• [What the task requires]:
Copy out the entries that come next, exactly.

╭─ Source material

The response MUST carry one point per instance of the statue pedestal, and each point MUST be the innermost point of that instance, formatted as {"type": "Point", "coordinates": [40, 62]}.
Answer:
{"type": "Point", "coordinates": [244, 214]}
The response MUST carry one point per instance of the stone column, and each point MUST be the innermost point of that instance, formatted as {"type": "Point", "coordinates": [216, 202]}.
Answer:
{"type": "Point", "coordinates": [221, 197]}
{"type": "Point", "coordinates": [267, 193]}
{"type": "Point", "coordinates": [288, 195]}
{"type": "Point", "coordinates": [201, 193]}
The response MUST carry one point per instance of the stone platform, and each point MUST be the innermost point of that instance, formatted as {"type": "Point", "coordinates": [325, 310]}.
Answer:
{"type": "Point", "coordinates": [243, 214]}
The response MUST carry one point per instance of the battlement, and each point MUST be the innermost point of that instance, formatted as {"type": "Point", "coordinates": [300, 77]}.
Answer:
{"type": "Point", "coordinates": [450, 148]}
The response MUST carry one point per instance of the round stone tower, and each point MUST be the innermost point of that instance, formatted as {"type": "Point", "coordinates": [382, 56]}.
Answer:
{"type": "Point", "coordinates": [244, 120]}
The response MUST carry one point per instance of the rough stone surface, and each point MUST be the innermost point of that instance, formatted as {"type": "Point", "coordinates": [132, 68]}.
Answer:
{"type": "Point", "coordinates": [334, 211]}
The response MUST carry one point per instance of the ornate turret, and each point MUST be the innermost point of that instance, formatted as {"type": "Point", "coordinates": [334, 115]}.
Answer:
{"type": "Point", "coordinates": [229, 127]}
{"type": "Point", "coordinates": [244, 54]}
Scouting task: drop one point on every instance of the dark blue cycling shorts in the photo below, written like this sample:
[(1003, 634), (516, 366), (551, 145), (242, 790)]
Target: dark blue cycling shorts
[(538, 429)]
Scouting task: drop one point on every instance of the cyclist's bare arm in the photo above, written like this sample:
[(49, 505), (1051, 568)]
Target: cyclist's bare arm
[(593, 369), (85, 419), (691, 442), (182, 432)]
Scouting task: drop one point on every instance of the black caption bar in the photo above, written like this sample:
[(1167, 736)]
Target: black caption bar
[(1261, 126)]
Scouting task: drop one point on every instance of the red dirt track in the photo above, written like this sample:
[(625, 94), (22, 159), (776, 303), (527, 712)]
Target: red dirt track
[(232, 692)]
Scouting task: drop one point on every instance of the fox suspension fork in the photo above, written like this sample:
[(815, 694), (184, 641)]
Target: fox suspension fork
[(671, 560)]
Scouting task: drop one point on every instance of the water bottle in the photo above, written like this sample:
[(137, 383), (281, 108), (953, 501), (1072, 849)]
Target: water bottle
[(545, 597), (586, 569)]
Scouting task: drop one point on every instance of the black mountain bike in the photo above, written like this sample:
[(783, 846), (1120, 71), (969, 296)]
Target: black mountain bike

╰─

• [Written solution]:
The response MUST carry one point per instance of the statue pedestal, and each point MUST be the innermost point of that instance, formatted as {"type": "Point", "coordinates": [40, 62]}.
Answer:
{"type": "Point", "coordinates": [244, 214]}
The response MUST carry one point per instance of the stone column, and each point MUST be the innermost point of that instance, formatted as {"type": "Point", "coordinates": [216, 202]}.
Answer:
{"type": "Point", "coordinates": [221, 197]}
{"type": "Point", "coordinates": [267, 193]}
{"type": "Point", "coordinates": [288, 195]}
{"type": "Point", "coordinates": [201, 193]}
The response MUST carry one point per instance of the stone platform, and each point MUST be the innermost point of that instance, formatted as {"type": "Point", "coordinates": [325, 310]}.
Answer:
{"type": "Point", "coordinates": [243, 214]}
The response MUST carry one point per instance of the battlement, and each point MUST be the innermost point of that instance, formatted as {"type": "Point", "coordinates": [300, 77]}.
Answer:
{"type": "Point", "coordinates": [450, 148]}
The response MUST carry one point per instance of the round stone tower, and each point MUST be the innermost point of that instance, formatted as {"type": "Point", "coordinates": [382, 56]}.
Answer:
{"type": "Point", "coordinates": [244, 120]}
The response MUST carry one point per instance of the rough stone surface, and each point MUST be the innermost point of that instance, formatted as {"type": "Point", "coordinates": [132, 68]}.
Answer:
{"type": "Point", "coordinates": [334, 211]}
The response MUST carry one point per instance of the ornate turret, and each point MUST be the innermost point of that instance, formatted as {"type": "Point", "coordinates": [334, 115]}.
Answer:
{"type": "Point", "coordinates": [229, 127]}
{"type": "Point", "coordinates": [244, 54]}
Scouting task: drop one point on every instance of the dark blue cycling shorts in the photo below, written like this sample:
[(1003, 634), (516, 366), (551, 145), (242, 790)]
Target: dark blue cycling shorts
[(538, 429)]
Scouting task: drop one point on every instance of the cyclist's bare arm in the photo above, written like this sample:
[(49, 505), (1051, 568)]
Target: cyclist's bare arm
[(593, 369), (85, 419), (691, 442), (182, 432)]
Scouting task: drop one point on every instance of the black caption bar in the photo above, written like this sample:
[(1167, 736)]
Target: black caption bar
[(1261, 126)]
Scouting task: drop one point on every instance of the red dirt track in the photo above, written like this sample:
[(625, 94), (22, 159), (776, 303), (527, 712)]
Target: red dirt track
[(232, 692)]
Scouting task: drop one point on every instance of the fox suspension fork in the photo above, written like this sample:
[(815, 694), (184, 641)]
Target: fox suspension fork
[(671, 560)]
Scouting task: drop one point on every instance of the water bottle in the photo above, written like this sample:
[(137, 383), (281, 108), (953, 501), (1072, 849)]
Target: water bottle
[(545, 597), (586, 569)]
Scouting task: drop one point on every instance of the black mountain bike in the photo above, written like this sample:
[(783, 846), (1120, 71), (969, 296)]
Target: black mountain bike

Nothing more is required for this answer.